Task list:
1. List every person whom the reshuffle passage says replaced someone else, and name the person each one replaced.
2. Copy the part of the reshuffle passage from "Jenrick oversaw real" to "sceptical Tory voters.", word for word.

Source text:
_ _ _ _ _

Williamson was infamously grilled by prickly media personality Piers Morgan over his "record of failure”, with Morgan taking him to task over his incompetence managing the education sector during the pandemic.

Replacing the gaffe-prone Williamson to head the Department for Education is Nadhim Zahawi, an Iraqi-born entrepreneur who arrived in the UK as a child without knowing any English. Zahawi was promoted after his management of the Covid vaccination programme.

Jenrick oversaw real failings within the housing department – among them the scandal of leaseholders facing bankruptcy, as they continue to occupy buildings covered in flammable cladding. He was also found to have acted unlawfully when he went over the head of the government’s own planning commission to approve a £1 billion ($1.4 billion) development by Richard Desmond, a Tory donor.

Jenrick was replaced by lumbering Michael Gove, who moved from his current job as cabinet office minister, where he was overseeing parts of pandemic planning and food supplies after Brexit. Gove will get the added responsibility of making the government’s “levelling up” agenda – spreading wealth and opportunity around the country – a reality for sceptical Tory voters.

The biggest demotion was Raab’s slide from foreign office to the justice department, where he replaced Buckland. He was often derided as “lazy” and “disinterested” in the role, an impression that wasn’t helped by Raab deciding to continue a holiday at a luxury resort in Crete as Afghanistan fell to the Taliban. Facing allegations that he had been paddle-boarding when Kabul fell, Raab suggested that it wasn’t possible as the sea was closed.

Raab has been replaced by Liz Truss, who was the biggest winner of the reshuffle. Truss was trade secretary for the last two years, and most recently oversaw the removal of any reference to climate targets in a trade deal with Australia.

She is probably most famous for a speech at a Tory conference in 2014, where she said: “We [Britain] import two-thirds of our cheese. That is a disgrace.”

_ _ _ _ _

Dataset content:
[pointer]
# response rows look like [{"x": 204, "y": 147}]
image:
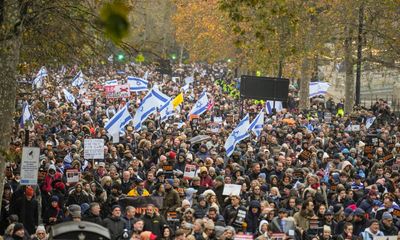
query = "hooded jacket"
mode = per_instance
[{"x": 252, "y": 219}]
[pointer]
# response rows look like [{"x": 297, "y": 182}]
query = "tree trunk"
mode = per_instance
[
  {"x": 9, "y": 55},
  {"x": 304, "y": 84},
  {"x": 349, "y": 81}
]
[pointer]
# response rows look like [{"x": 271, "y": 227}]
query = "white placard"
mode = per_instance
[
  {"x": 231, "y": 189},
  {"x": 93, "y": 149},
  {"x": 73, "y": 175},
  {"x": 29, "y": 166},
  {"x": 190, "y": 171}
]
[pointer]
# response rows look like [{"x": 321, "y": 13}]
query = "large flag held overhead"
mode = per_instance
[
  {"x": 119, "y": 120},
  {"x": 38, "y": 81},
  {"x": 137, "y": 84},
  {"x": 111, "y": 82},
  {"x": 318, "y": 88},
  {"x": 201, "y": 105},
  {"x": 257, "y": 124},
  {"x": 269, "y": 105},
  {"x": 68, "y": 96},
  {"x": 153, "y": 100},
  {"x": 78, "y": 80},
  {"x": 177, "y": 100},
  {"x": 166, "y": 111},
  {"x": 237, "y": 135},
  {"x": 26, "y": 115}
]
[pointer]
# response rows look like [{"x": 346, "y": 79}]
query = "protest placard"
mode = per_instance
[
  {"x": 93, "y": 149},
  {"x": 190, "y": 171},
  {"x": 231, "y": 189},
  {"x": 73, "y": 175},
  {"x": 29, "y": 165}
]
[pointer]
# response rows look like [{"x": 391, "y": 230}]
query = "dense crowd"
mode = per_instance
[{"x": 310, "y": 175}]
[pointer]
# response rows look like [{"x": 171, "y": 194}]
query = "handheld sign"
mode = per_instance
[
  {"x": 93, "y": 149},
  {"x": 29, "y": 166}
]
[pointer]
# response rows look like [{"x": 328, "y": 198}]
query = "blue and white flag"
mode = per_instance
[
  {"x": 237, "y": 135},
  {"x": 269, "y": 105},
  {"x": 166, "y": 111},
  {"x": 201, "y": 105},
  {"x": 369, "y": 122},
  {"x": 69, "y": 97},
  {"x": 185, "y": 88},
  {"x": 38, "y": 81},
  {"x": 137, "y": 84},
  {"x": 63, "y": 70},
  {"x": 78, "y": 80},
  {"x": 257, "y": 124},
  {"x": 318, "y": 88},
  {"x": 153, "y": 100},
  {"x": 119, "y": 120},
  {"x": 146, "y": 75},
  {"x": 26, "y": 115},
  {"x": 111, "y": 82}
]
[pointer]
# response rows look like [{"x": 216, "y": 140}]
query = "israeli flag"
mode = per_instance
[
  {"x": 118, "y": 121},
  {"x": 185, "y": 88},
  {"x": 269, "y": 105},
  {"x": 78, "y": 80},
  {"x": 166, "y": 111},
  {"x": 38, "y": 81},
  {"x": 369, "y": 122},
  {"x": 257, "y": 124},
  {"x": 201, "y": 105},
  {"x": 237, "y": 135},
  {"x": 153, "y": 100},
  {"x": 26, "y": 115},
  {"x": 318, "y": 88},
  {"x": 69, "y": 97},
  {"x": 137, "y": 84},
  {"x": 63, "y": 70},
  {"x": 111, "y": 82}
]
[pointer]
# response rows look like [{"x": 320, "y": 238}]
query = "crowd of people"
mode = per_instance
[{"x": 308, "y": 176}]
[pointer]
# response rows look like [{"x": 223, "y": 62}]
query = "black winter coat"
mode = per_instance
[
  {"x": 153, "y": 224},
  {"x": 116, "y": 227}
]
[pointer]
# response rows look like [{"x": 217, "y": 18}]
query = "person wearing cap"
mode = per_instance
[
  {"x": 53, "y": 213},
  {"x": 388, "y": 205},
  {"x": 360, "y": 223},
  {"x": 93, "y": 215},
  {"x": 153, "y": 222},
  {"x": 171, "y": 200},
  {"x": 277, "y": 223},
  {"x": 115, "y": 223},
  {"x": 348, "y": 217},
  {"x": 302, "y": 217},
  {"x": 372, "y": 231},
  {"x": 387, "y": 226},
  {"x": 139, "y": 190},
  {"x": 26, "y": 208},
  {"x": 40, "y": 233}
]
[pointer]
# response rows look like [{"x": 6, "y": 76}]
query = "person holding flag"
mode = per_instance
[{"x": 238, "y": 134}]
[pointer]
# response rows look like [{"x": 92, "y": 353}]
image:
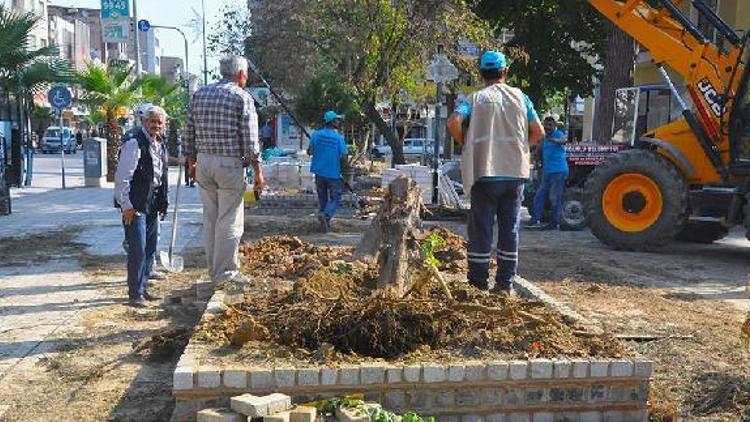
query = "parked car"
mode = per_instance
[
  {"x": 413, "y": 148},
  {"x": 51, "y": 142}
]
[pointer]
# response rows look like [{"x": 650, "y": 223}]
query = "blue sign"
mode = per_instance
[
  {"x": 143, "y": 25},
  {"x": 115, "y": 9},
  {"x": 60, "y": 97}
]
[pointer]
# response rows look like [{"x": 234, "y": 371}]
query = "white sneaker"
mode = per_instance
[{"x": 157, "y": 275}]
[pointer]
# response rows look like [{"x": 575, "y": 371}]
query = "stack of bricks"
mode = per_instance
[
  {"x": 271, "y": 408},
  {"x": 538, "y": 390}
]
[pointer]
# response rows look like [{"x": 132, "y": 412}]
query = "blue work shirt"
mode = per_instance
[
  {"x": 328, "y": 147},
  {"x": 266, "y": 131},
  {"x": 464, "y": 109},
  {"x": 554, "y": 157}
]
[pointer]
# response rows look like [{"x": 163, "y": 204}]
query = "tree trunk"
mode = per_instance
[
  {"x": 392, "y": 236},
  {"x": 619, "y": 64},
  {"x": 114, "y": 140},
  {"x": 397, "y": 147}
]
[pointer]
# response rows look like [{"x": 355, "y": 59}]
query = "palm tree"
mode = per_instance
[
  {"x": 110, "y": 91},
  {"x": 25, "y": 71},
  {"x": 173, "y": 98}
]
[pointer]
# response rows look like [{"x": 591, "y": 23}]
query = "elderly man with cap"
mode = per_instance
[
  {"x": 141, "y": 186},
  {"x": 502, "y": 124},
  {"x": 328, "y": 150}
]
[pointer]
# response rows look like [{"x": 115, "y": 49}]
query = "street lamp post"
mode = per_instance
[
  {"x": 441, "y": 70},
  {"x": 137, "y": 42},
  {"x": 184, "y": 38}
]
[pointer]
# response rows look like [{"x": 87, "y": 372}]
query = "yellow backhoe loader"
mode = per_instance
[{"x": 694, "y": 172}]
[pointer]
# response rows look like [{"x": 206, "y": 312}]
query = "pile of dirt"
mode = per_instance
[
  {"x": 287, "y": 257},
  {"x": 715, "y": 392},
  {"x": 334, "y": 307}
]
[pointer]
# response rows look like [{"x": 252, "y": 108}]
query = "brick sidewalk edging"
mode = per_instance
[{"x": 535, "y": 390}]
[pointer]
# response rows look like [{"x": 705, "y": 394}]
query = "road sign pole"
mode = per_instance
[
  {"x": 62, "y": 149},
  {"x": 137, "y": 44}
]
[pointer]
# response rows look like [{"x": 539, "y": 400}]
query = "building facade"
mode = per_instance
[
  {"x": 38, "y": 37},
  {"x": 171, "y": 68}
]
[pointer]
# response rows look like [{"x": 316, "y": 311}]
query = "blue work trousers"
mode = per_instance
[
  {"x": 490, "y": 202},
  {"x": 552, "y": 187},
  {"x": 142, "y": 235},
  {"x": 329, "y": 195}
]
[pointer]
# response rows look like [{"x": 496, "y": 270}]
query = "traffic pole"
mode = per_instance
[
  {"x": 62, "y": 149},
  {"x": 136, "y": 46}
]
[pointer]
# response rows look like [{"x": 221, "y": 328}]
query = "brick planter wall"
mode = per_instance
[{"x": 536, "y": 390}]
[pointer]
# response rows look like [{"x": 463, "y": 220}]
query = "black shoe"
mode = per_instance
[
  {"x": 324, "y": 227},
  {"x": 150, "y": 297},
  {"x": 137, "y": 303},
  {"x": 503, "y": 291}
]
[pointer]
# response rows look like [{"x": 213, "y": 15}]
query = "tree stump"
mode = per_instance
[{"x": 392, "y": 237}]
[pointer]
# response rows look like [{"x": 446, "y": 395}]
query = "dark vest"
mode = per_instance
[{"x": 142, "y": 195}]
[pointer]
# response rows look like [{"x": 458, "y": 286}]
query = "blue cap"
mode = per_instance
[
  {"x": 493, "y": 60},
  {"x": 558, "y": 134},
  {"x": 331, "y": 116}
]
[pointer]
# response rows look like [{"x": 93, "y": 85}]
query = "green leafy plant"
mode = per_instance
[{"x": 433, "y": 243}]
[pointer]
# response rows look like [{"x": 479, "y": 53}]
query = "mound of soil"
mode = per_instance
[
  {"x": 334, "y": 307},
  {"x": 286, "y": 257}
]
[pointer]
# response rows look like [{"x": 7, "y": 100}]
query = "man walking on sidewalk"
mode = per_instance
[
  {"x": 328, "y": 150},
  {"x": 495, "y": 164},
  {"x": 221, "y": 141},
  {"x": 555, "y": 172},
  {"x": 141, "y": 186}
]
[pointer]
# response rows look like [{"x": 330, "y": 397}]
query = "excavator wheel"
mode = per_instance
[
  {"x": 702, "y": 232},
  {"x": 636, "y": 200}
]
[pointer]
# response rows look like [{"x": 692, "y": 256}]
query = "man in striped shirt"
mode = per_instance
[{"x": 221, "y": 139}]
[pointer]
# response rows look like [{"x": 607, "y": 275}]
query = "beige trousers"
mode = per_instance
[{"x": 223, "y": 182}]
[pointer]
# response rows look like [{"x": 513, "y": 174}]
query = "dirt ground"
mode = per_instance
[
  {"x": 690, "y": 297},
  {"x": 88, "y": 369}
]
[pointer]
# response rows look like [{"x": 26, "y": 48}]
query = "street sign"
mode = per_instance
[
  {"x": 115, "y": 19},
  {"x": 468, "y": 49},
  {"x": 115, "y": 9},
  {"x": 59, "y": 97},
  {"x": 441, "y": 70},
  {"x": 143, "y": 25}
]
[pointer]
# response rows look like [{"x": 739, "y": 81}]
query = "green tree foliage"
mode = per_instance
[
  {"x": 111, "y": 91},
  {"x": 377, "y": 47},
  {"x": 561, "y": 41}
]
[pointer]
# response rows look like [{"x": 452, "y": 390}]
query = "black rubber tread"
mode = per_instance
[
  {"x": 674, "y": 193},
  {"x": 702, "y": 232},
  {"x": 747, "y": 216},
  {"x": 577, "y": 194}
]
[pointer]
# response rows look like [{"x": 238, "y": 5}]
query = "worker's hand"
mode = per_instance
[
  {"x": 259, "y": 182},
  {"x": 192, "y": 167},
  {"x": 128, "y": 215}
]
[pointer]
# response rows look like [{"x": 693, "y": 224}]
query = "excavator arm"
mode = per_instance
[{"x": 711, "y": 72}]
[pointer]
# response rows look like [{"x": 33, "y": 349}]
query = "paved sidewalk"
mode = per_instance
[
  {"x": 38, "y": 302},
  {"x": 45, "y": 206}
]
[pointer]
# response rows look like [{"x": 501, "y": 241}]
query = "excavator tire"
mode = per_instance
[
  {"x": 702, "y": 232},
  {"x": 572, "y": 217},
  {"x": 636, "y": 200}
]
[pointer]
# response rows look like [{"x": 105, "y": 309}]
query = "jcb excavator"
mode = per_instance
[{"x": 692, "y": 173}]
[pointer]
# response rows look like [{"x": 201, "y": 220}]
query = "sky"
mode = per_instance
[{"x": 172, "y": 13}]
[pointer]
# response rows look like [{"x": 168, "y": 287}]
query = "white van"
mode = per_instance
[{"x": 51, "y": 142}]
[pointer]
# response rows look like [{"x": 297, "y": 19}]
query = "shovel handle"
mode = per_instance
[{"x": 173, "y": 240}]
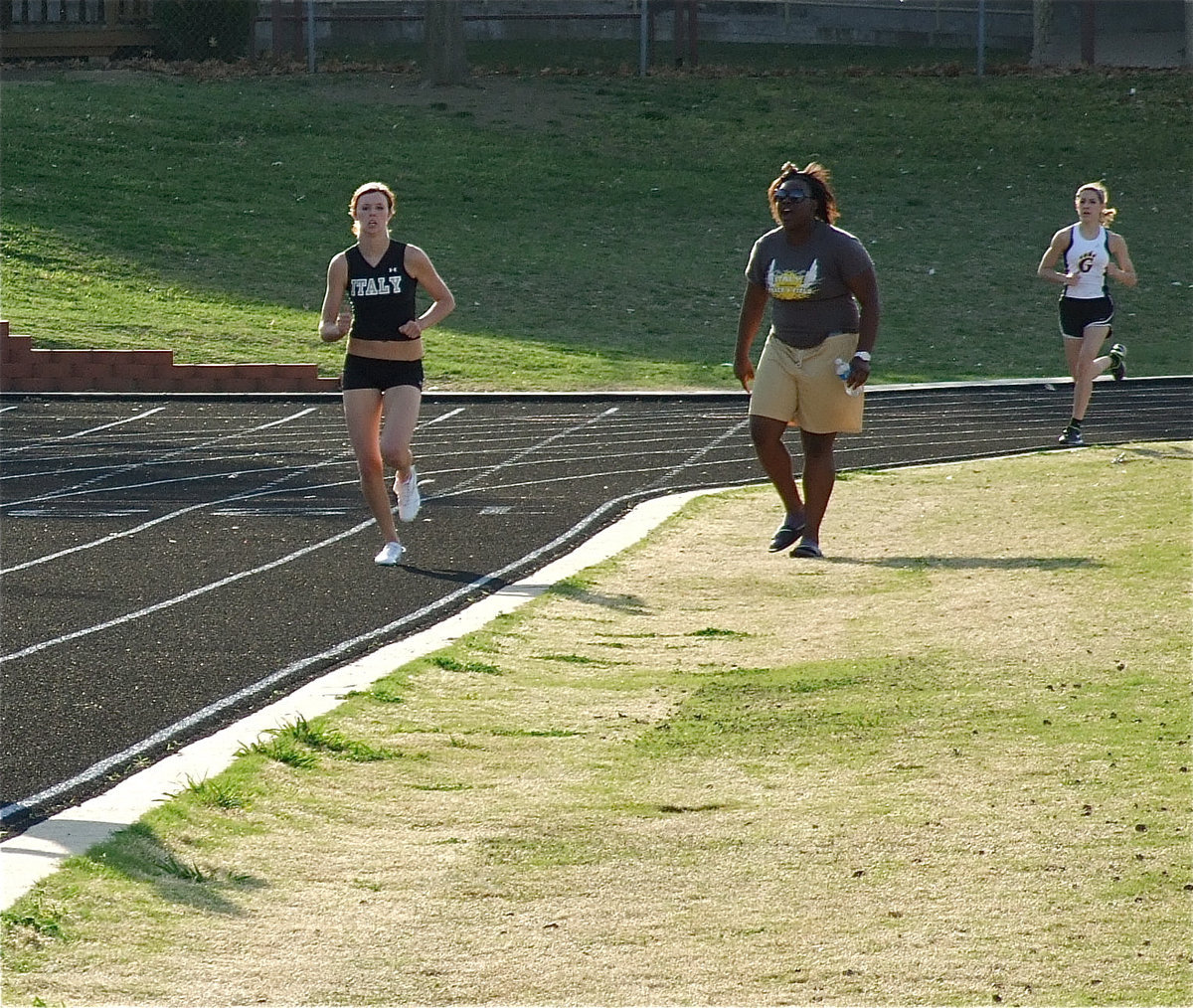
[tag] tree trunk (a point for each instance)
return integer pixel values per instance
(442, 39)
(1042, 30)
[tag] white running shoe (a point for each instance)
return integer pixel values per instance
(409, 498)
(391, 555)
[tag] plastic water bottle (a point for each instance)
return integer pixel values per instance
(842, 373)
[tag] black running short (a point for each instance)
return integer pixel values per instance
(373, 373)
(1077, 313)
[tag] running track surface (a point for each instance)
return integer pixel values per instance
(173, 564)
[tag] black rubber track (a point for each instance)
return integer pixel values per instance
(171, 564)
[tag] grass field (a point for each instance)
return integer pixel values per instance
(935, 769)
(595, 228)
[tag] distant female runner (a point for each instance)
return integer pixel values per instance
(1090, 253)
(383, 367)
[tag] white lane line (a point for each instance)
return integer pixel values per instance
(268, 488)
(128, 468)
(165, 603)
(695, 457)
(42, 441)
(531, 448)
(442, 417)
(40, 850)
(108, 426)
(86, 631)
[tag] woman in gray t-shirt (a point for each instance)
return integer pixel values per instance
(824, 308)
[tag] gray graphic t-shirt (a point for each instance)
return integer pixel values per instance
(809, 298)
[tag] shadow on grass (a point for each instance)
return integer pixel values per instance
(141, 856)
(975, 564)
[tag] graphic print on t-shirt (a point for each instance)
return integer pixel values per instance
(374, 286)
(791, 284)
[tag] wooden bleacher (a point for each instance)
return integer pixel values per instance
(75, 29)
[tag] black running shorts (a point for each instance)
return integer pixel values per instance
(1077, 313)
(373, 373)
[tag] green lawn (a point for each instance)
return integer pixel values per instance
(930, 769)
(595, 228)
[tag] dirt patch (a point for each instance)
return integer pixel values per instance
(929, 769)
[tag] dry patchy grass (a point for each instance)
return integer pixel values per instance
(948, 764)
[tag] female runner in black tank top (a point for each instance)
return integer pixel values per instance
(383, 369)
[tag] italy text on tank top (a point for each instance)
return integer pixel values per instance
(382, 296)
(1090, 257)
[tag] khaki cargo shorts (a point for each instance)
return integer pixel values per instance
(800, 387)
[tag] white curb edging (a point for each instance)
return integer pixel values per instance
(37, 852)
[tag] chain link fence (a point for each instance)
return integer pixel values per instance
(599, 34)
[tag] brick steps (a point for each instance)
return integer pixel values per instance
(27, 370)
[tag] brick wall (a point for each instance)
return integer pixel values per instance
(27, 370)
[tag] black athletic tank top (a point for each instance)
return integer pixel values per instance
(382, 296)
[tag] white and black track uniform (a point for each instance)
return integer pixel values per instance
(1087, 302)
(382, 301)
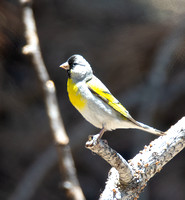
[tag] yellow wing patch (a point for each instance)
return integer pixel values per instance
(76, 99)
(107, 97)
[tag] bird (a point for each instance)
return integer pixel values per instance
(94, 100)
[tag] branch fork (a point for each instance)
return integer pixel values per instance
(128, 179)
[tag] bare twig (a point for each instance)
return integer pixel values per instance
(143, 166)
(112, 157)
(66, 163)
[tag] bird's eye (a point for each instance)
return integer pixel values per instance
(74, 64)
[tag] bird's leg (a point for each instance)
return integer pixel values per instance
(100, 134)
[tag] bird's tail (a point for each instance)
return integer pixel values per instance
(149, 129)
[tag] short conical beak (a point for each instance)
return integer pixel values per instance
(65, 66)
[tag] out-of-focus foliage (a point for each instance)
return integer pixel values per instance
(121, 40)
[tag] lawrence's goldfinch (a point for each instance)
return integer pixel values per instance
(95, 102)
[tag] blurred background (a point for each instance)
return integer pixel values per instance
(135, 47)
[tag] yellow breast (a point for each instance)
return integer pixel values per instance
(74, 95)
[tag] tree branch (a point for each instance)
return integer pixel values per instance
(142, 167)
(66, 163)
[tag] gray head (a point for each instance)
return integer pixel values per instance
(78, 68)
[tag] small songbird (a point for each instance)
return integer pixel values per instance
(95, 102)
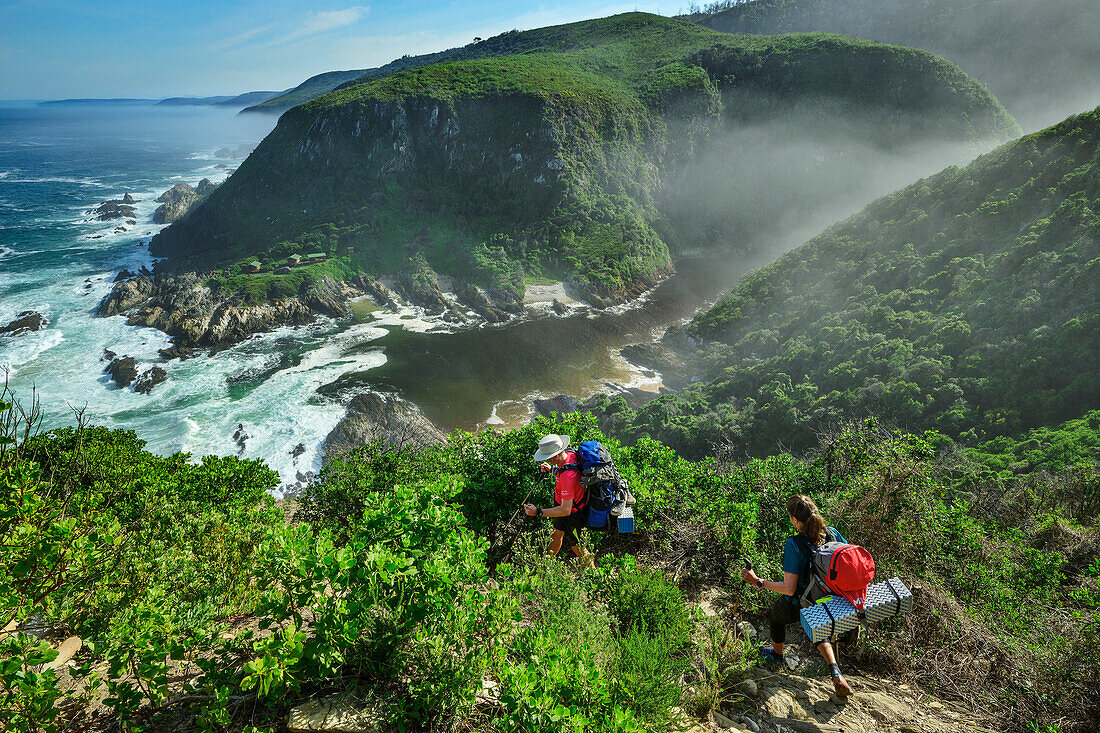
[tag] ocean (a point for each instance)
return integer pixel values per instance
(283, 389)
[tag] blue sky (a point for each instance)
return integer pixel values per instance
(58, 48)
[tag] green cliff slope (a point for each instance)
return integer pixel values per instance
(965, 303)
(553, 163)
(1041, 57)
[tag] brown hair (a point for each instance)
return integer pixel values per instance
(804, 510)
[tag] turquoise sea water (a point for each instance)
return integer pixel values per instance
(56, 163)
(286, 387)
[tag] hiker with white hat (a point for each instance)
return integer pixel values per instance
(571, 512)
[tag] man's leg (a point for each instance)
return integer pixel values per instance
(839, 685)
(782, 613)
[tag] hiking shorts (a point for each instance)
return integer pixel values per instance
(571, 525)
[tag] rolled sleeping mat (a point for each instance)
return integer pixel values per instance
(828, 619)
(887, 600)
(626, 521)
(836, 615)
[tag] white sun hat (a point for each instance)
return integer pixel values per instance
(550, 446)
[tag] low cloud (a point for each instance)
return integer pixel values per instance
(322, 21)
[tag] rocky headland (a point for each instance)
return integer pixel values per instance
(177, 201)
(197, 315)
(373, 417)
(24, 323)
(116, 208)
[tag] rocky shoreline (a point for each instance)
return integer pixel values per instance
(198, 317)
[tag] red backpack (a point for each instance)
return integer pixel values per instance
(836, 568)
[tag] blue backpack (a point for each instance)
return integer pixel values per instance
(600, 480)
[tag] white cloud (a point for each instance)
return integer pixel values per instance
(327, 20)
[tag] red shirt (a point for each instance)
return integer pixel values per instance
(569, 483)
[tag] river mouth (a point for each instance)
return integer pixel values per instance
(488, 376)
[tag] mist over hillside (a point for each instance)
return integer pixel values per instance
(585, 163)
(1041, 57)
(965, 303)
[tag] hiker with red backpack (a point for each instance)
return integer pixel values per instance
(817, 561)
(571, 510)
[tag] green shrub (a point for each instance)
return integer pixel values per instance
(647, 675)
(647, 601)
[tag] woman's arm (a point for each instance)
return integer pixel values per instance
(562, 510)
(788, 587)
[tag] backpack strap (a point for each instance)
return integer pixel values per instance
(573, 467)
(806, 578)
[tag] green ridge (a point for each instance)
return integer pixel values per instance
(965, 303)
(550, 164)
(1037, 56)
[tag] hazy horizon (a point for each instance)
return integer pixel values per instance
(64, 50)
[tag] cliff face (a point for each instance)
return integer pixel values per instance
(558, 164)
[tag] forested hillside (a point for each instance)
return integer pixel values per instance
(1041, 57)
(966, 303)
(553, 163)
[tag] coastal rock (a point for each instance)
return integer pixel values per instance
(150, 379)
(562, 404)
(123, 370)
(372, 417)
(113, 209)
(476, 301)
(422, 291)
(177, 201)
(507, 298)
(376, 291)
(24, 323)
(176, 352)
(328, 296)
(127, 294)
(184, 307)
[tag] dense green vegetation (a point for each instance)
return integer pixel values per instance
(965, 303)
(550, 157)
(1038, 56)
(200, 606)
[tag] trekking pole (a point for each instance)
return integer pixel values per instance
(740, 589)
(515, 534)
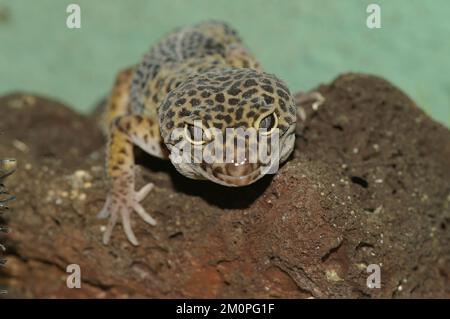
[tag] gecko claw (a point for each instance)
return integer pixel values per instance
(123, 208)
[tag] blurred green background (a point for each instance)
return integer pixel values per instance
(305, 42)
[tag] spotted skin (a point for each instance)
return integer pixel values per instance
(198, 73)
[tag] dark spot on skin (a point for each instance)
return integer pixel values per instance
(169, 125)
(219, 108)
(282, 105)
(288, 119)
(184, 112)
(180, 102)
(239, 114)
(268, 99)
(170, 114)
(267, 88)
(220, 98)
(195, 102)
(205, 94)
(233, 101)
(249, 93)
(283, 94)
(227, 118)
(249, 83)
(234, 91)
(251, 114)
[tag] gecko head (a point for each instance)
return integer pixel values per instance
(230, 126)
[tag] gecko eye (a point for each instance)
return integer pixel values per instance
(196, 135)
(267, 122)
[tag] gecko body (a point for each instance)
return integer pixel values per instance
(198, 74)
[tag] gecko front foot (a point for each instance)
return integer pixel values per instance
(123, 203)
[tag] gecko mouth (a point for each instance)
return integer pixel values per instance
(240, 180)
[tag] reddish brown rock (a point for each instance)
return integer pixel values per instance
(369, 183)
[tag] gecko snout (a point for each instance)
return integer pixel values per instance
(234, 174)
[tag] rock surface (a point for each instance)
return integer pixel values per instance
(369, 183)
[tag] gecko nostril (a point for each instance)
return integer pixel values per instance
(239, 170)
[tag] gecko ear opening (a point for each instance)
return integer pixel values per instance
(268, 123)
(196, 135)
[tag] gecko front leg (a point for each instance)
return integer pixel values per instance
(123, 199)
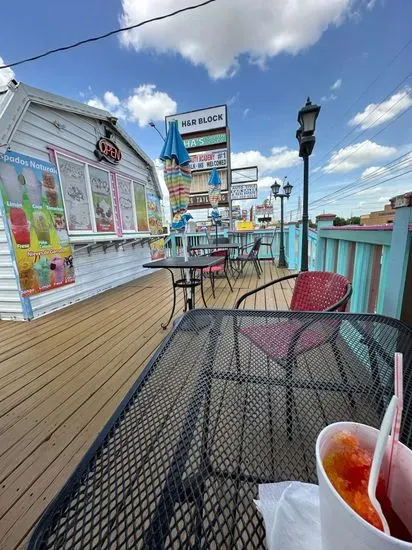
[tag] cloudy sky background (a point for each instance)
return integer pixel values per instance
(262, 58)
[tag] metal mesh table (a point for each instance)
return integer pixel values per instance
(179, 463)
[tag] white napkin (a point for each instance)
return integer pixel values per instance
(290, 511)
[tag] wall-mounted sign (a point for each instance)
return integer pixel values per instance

_ _ _ _ _

Responses by item number:
1.
- Nadhim Zahawi replaced Williamson.
- Michael Gove replaced Jenrick.
- Raab replaced Buckland.
- Liz Truss replaced Raab.

2.
Jenrick oversaw real failings within the housing department – among them the scandal of leaseholders facing bankruptcy, as they continue to occupy buildings covered in flammable cladding. He was also found to have acted unlawfully when he went over the head of the government’s own planning commission to approve a £1 billion ($1.4 billion) development by Richard Desmond, a Tory donor.

Jenrick was replaced by lumbering Michael Gove, who moved from his current job as cabinet office minister, where he was overseeing parts of pandemic planning and food supplies after Brexit. Gove will get the added responsibility of making the government’s “levelling up” agenda – spreading wealth and opportunity around the country – a reality for sceptical Tory voters.